Point-based annotation data:
* Begin *

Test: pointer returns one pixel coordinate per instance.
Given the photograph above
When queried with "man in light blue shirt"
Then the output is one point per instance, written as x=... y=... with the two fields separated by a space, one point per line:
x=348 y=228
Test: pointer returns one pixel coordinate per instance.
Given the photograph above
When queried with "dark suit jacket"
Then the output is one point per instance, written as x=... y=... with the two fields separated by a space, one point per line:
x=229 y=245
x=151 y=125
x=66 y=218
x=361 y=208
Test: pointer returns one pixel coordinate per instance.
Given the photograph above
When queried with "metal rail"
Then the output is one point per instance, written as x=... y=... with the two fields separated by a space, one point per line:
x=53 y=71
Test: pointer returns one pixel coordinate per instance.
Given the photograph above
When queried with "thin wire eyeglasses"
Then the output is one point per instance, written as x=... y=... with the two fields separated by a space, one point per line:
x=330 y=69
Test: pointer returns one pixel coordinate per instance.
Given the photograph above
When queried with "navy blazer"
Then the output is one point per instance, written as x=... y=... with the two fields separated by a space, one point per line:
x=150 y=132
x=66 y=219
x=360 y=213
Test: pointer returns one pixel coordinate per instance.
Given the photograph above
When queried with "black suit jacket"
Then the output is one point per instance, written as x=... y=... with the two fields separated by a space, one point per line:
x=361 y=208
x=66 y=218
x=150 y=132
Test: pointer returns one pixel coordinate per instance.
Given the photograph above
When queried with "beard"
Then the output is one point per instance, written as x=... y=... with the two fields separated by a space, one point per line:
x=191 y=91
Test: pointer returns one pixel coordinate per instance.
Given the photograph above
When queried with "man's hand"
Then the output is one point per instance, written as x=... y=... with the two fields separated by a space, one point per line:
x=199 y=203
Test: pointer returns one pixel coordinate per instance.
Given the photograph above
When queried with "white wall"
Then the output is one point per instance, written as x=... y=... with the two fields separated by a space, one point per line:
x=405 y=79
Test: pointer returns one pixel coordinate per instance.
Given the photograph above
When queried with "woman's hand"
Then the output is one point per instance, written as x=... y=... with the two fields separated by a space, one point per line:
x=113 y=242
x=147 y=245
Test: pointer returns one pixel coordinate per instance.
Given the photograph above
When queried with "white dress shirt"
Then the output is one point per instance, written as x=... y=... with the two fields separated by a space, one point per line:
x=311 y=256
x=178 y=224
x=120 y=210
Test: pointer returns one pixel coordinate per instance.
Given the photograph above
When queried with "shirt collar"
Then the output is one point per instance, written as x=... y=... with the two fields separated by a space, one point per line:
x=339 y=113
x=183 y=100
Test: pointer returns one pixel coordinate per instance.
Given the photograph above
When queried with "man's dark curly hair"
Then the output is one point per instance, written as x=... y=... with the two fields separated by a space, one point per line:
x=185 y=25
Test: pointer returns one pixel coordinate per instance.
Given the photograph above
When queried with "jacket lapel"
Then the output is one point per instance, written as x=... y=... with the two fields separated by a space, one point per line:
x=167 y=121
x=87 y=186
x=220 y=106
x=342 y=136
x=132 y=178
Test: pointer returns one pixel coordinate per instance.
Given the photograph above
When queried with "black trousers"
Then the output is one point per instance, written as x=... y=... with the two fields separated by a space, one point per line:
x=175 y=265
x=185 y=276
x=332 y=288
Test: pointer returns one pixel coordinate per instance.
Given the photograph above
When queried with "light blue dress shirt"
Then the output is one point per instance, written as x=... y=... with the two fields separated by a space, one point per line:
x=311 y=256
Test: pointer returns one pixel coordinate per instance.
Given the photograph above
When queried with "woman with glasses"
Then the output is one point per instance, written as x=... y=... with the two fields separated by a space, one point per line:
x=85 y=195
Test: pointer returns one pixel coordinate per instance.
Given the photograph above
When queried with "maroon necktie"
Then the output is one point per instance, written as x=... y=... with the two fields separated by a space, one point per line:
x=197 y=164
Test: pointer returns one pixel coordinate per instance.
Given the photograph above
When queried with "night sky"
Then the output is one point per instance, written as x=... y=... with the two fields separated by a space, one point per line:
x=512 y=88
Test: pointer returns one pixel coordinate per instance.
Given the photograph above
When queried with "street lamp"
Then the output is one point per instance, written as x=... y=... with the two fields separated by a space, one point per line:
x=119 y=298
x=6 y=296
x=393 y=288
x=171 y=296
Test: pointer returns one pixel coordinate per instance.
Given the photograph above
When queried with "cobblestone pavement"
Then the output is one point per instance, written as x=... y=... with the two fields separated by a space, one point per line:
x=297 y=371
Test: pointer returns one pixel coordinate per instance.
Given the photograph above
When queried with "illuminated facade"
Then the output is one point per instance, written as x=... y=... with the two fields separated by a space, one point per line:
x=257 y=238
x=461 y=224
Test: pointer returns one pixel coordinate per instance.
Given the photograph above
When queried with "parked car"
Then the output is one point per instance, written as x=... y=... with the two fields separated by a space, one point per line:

* End *

Given request => Rewrite every row above as a numbered list, leaving out any blank lines.

Correct response =>
1. Test: pointer returns one pixel coordinate per instance.
2. Given the photograph above
3. When queried with "man in light blue shirt"
4. Then the output is one point per instance, written as x=... y=... with the two fields separated by a space, one point per line:
5. x=348 y=228
6. Test: pointer returns one pixel coordinate per instance.
7. Given the photograph above
8. When queried with "dark suit jacket"
9. Then the output is one point per instance, written as x=... y=... with the two fields separated by a space, one point per line:
10. x=229 y=245
11. x=151 y=125
12. x=66 y=218
13. x=361 y=208
14. Test: pointer returns one pixel coordinate per instance.
15. Given the photograph above
16. When queried with "metal rail"
17. Then the output is one point per instance, written as x=... y=... with the two fields separated by a space, one point per line:
18. x=53 y=71
19. Test: pointer returns one pixel coordinate per instance.
20. Given the photograph above
21. When queried with "thin wire eyeglasses"
22. Then the output is one point per instance, written as x=... y=... with the two fields separated by a space, one point per line:
23. x=330 y=69
24. Test: pointer returns one pixel coordinate per instance.
25. Given the photograph above
26. When queried with "navy blazer"
27. Then the output is one point per instance, written as x=... y=... with the two fields separated by a space, one point per line:
28. x=150 y=132
29. x=66 y=219
30. x=360 y=213
31. Test: pointer returns one pixel coordinate per instance.
32. Given the photograph above
33. When queried with "black suit jacket"
34. Then the output is one point per instance, written as x=... y=... with the two fields separated by a space, one point per line:
35. x=361 y=208
36. x=66 y=218
37. x=150 y=132
38. Test: pointer returns one pixel coordinate per instance.
39. Given the photograph above
40. When queried with "beard"
41. Then the output is one point per instance, written as x=... y=... with the two fields separated by a space, one point per line:
42. x=191 y=91
43. Test: pointer returns one pixel coordinate per instance.
44. Given the photograph above
45. When queried with "man's hand"
46. Then the output is one point per instance, written as x=... y=... with the two fields separated by a space, one point per line:
47. x=199 y=203
48. Test: pointer returns one pixel coordinate per instance.
49. Given the photograph above
50. When queried with "white wall"
51. Then the output is one point per instance, written as x=... y=... with the two fields separated by a space, one point per line:
52. x=405 y=79
53. Test: pointer returns one pixel coordinate per instance.
54. Given the photograph above
55. When queried with "woman's hand"
56. Then the output is one point per instance, written as x=... y=... with the two fields separated by a space, one point per line:
57. x=113 y=242
58. x=147 y=245
59. Test: pointer returns one pixel coordinate per instance.
60. Given the photograph above
61. When queried with "white dress shirt"
62. Then the output is one point per instance, written as x=... y=... with the two fields separated by a space, one point per line:
63. x=311 y=256
64. x=178 y=224
65. x=120 y=210
66. Test: pointer returns one pixel coordinate per instance.
67. Given the photograph above
68. When queried with "shirt collar"
69. Then the output is one point per instance, written as x=... y=... with the two fields separated by a space, one point per line:
70. x=339 y=113
71. x=183 y=100
72. Test: pointer returns one pixel coordinate per instance.
73. Given the photograph above
74. When queried with "man's dark curly hair"
75. Then the output is one point per instance, written as x=... y=... with the two fields separated by a space, one point per line:
76. x=185 y=25
77. Test: pointer returns one pixel coordinate per instance.
78. Given the photograph above
79. When queried with "jacket lapel"
80. Then the output is one point per instance, written as x=... y=... with the two fields separated by a space, one point per line:
81. x=167 y=121
82. x=87 y=186
83. x=220 y=106
84. x=342 y=136
85. x=132 y=178
86. Test: pointer returns one pixel coordinate per instance.
87. Given the photograph above
88. When queried with "black trousers"
89. Then the output is one point per instance, written as x=... y=... with the two fields separated by a space, one point per line:
90. x=175 y=265
91. x=185 y=276
92. x=332 y=288
93. Test: pointer returns one pixel coordinate per instance.
94. Given the photograph above
95. When queried with "light blue dress shirt"
96. Then the output is one point per instance, written as x=... y=... with the two fields separated by a space, one point per line:
97. x=311 y=256
98. Test: pointer returns one pixel coordinate per instance.
99. Given the photograph above
100. When queried with "woman with glasses"
101. Then the output is one point per instance, written as x=... y=... with the two fields separated by a space, one point per line:
102. x=85 y=195
103. Test: pointer returns one pixel coordinate per instance.
104. Given the photograph above
105. When queried with "maroon necktie"
106. Then the output is one point per instance, written as x=... y=... with the two fields separated by a space, one point per line:
107. x=197 y=164
108. Test: pointer returns one pixel coordinate per instance.
109. Given the photograph above
110. When queried with "night sky"
111. Then the output is one point per instance, written as x=... y=... with the two fields separated by a space, one point per line:
112. x=512 y=88
113. Test: pointer returns one pixel coordinate per instance.
114. Given the photograph above
115. When queried with "street lamp"
116. Then the output is one point per instance, written as x=... y=... with the two fields separated by a space, one point per line:
117. x=119 y=298
118. x=6 y=296
119. x=393 y=288
120. x=171 y=296
121. Test: pointer returns one pixel coordinate per instance.
122. Given the photograph above
123. When queried with "cobblestone pavement"
124. Then the output is one point per instance, written as x=... y=... with the two fields separated by a space, one point per line:
125. x=297 y=371
126. Test: pointer returns one pixel coordinate per instance.
127. Given the photograph above
128. When queried with "illuminated facade"
129. Then the output is one point per instance, written as x=... y=... with the two fields separated by a space, one point per line:
130. x=257 y=238
131. x=461 y=224
132. Test: pointer returns one pixel coordinate per instance.
133. Given the photograph above
134. When queried with "parked car"
135. Then the output is one point per instance, written as x=... y=... with the two fields separated by a space, one point per line:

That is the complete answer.